= Short exercise =
In the Thanksgiving essay below, why does the writer say the Norman Rockwell version of the holiday is not reality?

= Reading text =
## begin

I think the cooked turkey has a better time at Thanksgiving than I generally do.

I have never been particularly fond of Thanksgiving. I’ve disliked it since I was a child; a holiday sentiment that was unwittingly passed on to my sweet unassuming daughter. Hey, we have to have some kind of tradition!

When you get down to it, we should probably celebrate it by walking into somebody’s house and telling them we live there now. Pretty much what went down with Columbus. I’m leaving out the whole committing genocide against an entire colony of Native Americans. But why quibble about details?

Thanksgiving centers around oodles of time in the kitchen preparing a gluttonous meal only to be upstaged by the amount of time spent in the kitchen cleaning it up. It seems to be an exercise in excess and overindulgence. I’m not a fan of either (unless of course it involves chocolate).

I get the whole Norman Rockwell version of Thanksgiving but that’s not reality. In his beautiful portraits you never see people being uncomfortable, bored, irritated, tired or resentful. Thanksgiving brings out a lot of these feelings in many of us.

It is a time when you get to enjoy the family that you love and miss seeing. You also get to enjoy the company of those family members you wouldn’t mind hearing were kidnapped and have never been heard from again. Every family has at least one: a cousin, an uncle, an aunt, a sibling, whatever the relation, they tend to be the spoiler. The person you dodge while trying to be polite about it.

You drive for hours, arrive famished, visit with family while the television blasts the current football game in the background, the kids are screaming and running amok and the dog is trying to find a quiet place to hide. Who wouldn’t love it? That would be me.

In raising my daughter I participated in the family Thanksgiving for the first 10 years of her life. After that I gave her the gift of sanity. Well, my idea of sanity, anyway.

Each year we would order out an abundance of Chinese food with enough leftovers for two days. We would start a warm fire, play board games, watch a favorite old movie and stay in our pajamas all day. Then we would bake from scratch. It didn’t take long for her friends to migrate over to the house soon after their Thanksgiving dinner was done. After a couple of years I found myself with a house full of kids each Thanksgiving evening; a wonderful outcome to our new family custom.

I don’t want to sound preachy, but if we have family we love and miss, we should be getting our butts on a plane, train or automobile throughout the year. Time is shorter than we know, kids grow up fast, relatives pass on and life continues with or without us. I value my family and friends every day. I admit, it hasn’t always been this way, but time has a way of changing our priorities; and family and friends are a priority; every day. Do we really need a national holiday sitting around the table admiring a dead bird to show it? Gosh, I hope not.

## end

= Supplied material =
## begin

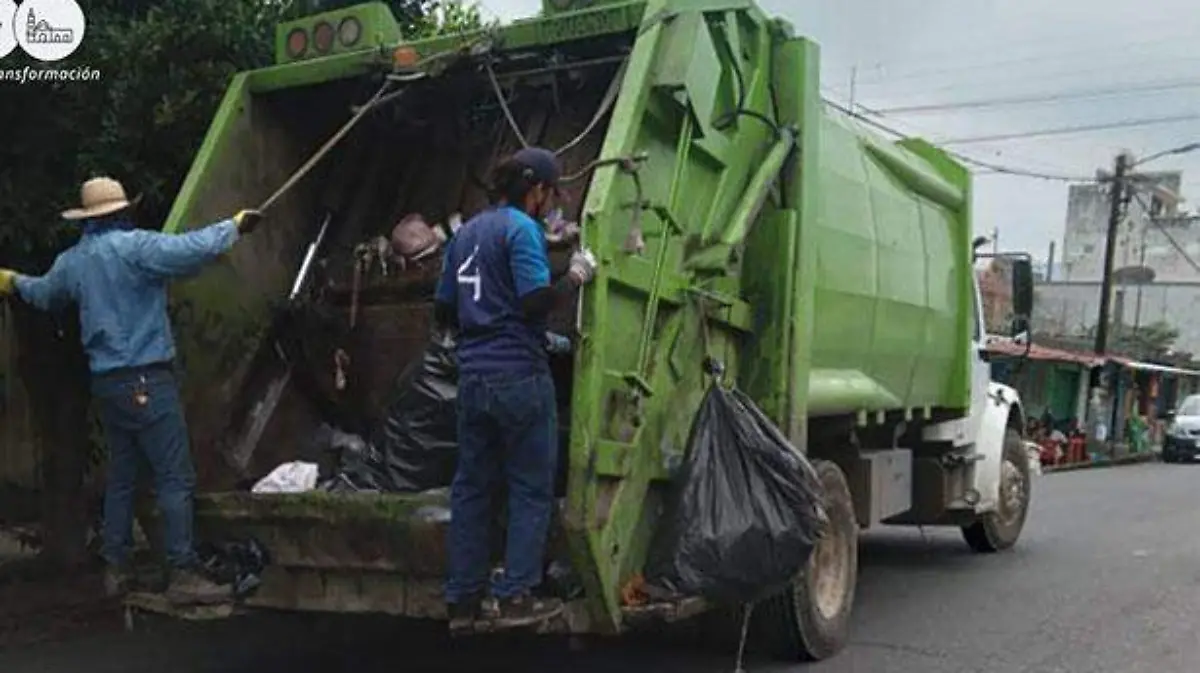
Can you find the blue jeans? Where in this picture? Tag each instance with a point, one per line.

## end

= Answer to this exercise =
Rockwell's portraits never show people who are uncomfortable, bored, irritated, tired or resentful. According to the writer, Thanksgiving brings out many of these feelings in many people.